*TASK INPUT*:

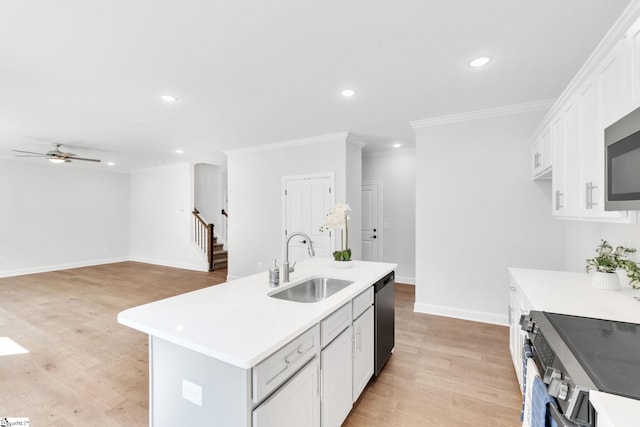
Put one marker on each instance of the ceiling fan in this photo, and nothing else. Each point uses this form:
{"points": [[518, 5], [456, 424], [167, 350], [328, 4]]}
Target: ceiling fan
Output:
{"points": [[55, 155]]}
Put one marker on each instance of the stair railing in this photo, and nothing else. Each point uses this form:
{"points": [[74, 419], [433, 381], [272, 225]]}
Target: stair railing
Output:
{"points": [[203, 235]]}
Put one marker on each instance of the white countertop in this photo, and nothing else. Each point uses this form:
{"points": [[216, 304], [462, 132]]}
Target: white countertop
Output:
{"points": [[615, 411], [571, 293], [237, 322]]}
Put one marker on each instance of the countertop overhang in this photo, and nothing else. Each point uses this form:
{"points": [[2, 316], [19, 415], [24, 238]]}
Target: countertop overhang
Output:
{"points": [[571, 293], [237, 322]]}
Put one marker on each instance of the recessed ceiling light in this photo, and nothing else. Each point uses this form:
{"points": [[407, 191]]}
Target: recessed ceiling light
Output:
{"points": [[481, 61]]}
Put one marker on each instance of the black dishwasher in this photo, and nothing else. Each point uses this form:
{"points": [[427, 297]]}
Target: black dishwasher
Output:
{"points": [[384, 328]]}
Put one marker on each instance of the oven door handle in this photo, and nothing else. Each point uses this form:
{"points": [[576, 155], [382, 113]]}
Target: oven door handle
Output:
{"points": [[559, 418]]}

*EXERCISE OBJECTIVE*: All of the data must be set down exactly, with no pictures included.

*RESULT OF THE EXERCISE*:
Put one marker on each instance of the ceiling fan in this photo, and nothing else. Each point uses this form:
{"points": [[518, 5], [456, 424], [167, 350], [328, 4]]}
Target: ceiling fan
Output:
{"points": [[55, 155]]}
Put one marker on each instance of the stair railing in this photo, and nothing else. Each point uses this form:
{"points": [[74, 419], [433, 381], [272, 225]]}
Target: stair railing
Output:
{"points": [[203, 235]]}
Put one marker on each instance of the white countertop in this photo, and nothing else. Each point uses this form:
{"points": [[216, 304], [462, 132]]}
Target: white countertop
Output:
{"points": [[615, 411], [571, 293], [237, 322]]}
Put one marker on each instance of the countertop overhang in this photo, and nothing else. Each point uses this form:
{"points": [[2, 316], [19, 415], [24, 238]]}
Target: countertop overhang
Output:
{"points": [[571, 293], [237, 322]]}
Put one marker on each instance of the recessed ceiling light in this photo, and nothing else. Each point uses this form:
{"points": [[407, 191]]}
Target: recessed ceiling light
Output:
{"points": [[481, 61]]}
Put one marker on each instance of the black dishwasher in this photo, and nothing else. Each point uses this form:
{"points": [[427, 297]]}
Target: black dishwasher
Output:
{"points": [[384, 328]]}
Put one marker on each instance of the oven door handle in this photo, and nothing else. Each point uses this form:
{"points": [[576, 155], [382, 113]]}
Target: oven door handle
Output:
{"points": [[559, 418]]}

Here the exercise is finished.